### TASK DIRECTIONS
Rewrite the part that opens with the line containing "Could you point out the blue" and runs through the end of the items, replacing "point out" with "indicate" and leaving everything else unchanged.
── DATASET EXCERPTS
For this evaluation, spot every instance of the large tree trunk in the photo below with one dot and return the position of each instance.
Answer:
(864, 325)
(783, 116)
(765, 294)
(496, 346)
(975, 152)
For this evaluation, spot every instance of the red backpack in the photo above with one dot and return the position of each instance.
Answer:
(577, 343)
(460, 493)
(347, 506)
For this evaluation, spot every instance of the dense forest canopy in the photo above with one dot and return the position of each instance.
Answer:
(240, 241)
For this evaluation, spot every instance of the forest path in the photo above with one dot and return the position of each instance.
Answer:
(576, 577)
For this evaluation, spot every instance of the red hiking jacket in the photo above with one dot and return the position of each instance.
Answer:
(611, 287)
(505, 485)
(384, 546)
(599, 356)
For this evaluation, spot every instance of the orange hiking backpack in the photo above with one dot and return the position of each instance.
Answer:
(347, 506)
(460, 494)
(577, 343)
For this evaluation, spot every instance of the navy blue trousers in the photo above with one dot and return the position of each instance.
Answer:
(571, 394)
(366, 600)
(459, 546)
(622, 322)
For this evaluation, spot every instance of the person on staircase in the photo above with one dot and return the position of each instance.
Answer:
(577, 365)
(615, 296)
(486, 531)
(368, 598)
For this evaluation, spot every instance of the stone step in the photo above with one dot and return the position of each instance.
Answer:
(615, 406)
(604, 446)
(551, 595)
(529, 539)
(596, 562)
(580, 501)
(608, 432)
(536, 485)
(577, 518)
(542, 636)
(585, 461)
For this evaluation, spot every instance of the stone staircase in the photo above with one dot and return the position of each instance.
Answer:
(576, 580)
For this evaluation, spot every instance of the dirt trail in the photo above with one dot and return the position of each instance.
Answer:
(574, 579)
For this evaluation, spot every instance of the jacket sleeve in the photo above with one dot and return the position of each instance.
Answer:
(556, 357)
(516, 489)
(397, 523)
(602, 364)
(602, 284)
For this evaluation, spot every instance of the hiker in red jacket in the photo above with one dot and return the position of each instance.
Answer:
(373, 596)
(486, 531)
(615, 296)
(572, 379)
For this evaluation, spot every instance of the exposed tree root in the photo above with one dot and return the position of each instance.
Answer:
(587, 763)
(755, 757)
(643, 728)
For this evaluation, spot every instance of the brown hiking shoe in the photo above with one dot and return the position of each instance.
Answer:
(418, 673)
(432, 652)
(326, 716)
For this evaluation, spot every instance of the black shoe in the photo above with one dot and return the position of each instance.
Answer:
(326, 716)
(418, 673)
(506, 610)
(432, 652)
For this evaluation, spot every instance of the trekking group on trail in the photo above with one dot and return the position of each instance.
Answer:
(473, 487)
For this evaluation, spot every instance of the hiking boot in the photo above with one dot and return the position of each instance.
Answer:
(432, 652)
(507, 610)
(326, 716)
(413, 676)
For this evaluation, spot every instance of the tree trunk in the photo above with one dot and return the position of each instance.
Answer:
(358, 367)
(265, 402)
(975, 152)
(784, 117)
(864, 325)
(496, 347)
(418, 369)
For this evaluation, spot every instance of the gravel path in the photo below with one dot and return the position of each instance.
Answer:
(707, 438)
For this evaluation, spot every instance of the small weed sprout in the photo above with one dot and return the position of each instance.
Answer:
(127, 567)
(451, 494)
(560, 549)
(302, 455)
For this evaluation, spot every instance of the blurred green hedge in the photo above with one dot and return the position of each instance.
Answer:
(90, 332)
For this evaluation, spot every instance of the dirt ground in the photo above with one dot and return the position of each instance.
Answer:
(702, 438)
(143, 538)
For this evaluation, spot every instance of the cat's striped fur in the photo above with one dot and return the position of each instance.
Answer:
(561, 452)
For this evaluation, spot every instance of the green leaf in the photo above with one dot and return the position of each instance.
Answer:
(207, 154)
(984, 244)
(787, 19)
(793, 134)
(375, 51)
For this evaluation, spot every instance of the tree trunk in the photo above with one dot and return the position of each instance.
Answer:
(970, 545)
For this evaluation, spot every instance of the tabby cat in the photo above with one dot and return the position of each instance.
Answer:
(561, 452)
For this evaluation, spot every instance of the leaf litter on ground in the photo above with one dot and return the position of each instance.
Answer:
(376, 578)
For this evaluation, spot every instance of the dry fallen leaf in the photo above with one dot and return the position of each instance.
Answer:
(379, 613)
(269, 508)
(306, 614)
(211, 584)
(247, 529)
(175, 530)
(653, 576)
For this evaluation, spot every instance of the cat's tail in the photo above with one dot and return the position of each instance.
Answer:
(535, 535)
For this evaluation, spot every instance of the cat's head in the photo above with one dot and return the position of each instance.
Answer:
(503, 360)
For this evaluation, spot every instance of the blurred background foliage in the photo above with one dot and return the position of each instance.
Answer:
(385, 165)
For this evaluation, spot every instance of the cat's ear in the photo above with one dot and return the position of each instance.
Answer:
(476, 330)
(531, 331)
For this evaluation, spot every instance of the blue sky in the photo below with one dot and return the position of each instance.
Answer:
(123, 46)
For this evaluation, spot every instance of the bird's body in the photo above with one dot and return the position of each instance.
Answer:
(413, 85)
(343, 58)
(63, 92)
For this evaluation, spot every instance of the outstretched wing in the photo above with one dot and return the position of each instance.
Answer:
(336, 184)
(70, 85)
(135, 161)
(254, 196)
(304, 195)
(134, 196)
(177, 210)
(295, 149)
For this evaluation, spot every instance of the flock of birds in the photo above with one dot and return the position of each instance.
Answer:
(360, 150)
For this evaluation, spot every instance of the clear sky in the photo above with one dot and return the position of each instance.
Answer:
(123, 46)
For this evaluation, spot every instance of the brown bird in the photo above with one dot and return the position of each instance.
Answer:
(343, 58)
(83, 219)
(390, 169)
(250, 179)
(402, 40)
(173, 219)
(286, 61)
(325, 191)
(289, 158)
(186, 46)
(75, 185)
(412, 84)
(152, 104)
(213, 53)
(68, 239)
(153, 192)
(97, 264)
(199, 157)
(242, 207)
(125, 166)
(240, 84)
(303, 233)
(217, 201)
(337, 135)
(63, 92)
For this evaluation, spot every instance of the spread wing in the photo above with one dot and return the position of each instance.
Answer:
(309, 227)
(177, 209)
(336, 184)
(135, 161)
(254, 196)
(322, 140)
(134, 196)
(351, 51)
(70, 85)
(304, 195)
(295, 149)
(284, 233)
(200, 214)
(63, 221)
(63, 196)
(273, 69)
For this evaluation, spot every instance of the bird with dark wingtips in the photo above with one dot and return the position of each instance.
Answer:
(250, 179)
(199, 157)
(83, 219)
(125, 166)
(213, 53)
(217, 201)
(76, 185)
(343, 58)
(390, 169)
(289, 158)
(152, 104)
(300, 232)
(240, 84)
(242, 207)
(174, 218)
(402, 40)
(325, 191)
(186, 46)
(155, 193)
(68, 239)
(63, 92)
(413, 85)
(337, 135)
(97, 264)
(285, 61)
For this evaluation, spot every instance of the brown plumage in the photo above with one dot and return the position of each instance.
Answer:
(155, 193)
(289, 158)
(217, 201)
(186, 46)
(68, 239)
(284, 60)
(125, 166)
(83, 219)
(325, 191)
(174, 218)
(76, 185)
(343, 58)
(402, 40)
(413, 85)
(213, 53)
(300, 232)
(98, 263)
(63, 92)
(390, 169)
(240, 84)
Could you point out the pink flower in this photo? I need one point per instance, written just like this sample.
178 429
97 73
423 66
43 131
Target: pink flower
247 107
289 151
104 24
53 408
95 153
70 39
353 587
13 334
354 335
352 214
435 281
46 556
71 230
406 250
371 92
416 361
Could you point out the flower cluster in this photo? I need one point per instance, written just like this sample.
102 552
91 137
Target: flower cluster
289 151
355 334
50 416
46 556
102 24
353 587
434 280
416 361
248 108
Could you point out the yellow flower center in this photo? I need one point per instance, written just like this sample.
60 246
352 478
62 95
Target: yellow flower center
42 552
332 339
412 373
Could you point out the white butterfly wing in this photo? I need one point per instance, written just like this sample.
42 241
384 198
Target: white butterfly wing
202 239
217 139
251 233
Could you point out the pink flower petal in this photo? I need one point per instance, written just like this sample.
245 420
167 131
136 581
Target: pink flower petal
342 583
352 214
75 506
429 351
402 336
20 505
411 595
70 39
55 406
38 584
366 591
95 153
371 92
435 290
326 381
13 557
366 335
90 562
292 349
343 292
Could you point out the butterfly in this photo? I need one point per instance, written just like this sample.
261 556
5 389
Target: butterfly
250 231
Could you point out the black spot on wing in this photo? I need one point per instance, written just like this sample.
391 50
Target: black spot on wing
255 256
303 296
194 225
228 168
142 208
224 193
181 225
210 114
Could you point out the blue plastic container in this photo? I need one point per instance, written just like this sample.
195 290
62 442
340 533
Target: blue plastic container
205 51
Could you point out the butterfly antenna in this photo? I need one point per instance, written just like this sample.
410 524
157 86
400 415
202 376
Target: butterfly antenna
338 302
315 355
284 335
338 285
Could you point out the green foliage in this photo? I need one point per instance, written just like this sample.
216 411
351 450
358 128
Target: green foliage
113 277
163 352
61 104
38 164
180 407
────
### RESULT OF THIS TASK
Could you indicate the blue plastic container in this photo? I need one point per instance, written just like this sample.
195 290
62 442
340 533
Target: blue plastic container
205 51
Could you indicate the butterfly antenna in this photo? I need one point per instance, written just like this sample.
410 524
157 86
400 415
202 376
Target: butterfly antenna
338 302
315 355
284 335
338 285
Could you indicate the green foliage in this photo? I need one point per instance, written just like this sample.
216 411
351 450
358 128
Target: green foliage
113 277
163 352
61 104
38 164
180 407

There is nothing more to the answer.